## [Written problem]
Starting with the line that contains "point: dense shrubbery, one", set down each line through the end of the entries below, exactly and with nothing added.
[Start Material supplied]
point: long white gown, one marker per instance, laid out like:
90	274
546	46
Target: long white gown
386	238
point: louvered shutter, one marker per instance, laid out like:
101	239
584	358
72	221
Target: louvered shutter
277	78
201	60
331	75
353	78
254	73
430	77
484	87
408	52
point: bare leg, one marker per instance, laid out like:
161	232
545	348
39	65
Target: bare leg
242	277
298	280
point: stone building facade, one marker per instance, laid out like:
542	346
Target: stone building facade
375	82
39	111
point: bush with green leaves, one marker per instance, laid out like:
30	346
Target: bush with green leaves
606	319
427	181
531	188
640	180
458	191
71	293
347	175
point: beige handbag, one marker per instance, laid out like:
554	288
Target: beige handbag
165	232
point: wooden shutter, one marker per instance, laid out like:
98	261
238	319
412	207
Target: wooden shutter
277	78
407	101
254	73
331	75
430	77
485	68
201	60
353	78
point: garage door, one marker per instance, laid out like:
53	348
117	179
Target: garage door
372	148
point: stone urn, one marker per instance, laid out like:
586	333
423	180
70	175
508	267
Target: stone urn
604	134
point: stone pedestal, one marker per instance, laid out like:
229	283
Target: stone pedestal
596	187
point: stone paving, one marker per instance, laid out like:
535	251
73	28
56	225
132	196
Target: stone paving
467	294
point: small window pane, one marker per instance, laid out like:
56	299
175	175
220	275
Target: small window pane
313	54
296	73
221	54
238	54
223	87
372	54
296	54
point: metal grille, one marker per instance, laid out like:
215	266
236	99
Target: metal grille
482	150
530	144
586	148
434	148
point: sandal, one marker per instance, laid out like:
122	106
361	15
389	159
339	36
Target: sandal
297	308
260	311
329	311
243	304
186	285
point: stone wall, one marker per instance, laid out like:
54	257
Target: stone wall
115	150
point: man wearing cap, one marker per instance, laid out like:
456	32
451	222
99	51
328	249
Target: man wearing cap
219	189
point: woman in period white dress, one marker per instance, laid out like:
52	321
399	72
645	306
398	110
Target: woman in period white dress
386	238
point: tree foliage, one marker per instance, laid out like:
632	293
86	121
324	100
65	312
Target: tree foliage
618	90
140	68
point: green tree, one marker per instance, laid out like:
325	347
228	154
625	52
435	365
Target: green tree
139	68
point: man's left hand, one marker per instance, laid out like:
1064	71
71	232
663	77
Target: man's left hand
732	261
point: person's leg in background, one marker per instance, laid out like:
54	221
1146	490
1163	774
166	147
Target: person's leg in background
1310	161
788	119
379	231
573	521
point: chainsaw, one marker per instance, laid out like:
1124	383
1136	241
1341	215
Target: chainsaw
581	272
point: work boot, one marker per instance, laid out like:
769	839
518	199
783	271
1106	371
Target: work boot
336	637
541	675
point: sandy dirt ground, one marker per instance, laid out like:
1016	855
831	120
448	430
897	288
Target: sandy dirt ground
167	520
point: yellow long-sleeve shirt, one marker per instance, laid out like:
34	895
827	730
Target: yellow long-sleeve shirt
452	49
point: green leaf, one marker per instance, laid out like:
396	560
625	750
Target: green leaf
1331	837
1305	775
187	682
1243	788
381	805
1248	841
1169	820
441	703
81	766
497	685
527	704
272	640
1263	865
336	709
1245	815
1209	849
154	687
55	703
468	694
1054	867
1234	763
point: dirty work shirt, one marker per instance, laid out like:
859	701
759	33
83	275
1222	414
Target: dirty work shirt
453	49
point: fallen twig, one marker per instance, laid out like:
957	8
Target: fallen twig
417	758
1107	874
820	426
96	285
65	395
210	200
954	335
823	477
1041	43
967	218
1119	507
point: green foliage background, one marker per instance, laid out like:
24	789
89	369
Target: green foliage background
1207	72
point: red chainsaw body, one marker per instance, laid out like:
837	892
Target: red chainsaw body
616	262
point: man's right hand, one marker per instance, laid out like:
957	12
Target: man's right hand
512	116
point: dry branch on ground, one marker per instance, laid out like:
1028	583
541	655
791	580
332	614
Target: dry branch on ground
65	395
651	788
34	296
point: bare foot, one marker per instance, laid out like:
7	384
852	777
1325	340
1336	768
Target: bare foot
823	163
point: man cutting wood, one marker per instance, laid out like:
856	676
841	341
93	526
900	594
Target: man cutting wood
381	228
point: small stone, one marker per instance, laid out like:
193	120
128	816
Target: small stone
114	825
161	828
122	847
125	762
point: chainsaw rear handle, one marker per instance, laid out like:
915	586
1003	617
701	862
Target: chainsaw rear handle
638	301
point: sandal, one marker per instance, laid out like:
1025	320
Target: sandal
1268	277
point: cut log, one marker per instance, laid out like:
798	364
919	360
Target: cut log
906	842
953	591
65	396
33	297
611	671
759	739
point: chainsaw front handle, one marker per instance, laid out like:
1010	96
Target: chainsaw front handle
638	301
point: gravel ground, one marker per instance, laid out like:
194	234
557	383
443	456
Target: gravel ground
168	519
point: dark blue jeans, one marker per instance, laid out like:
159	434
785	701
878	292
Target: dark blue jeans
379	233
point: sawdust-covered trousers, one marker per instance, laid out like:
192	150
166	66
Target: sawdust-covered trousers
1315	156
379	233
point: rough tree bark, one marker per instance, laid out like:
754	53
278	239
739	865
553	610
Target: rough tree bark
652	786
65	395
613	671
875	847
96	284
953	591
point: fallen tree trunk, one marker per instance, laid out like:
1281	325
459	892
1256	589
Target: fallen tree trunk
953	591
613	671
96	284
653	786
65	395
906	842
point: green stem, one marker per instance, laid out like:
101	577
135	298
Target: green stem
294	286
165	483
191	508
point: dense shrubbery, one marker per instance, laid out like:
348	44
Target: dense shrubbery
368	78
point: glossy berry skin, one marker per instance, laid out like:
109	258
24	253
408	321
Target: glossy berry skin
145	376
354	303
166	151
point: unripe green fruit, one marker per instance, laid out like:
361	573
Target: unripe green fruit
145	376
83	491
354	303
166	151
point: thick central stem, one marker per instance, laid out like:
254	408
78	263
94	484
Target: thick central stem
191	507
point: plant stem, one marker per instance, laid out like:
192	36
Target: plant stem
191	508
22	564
[End Material supplied]
## [Answer below]
point: dense shrubbery, one marker per instance, laid out like:
348	44
Target: dense shrubbery
368	78
point: glossy berry skin, one marker per instance, laid out like:
109	258
24	253
408	321
Target: glossy berry skin
145	376
354	303
166	151
point: unripe green fruit, one marker per instance, laid out like:
361	573
Target: unripe green fruit
145	376
83	491
354	303
166	151
point: thick central stem, one marker per instance, laid out like:
254	408
78	263
94	484
Target: thick central stem
191	507
point: plant stem, one marker per instance, laid out like:
192	36
Target: plant stem
191	508
22	564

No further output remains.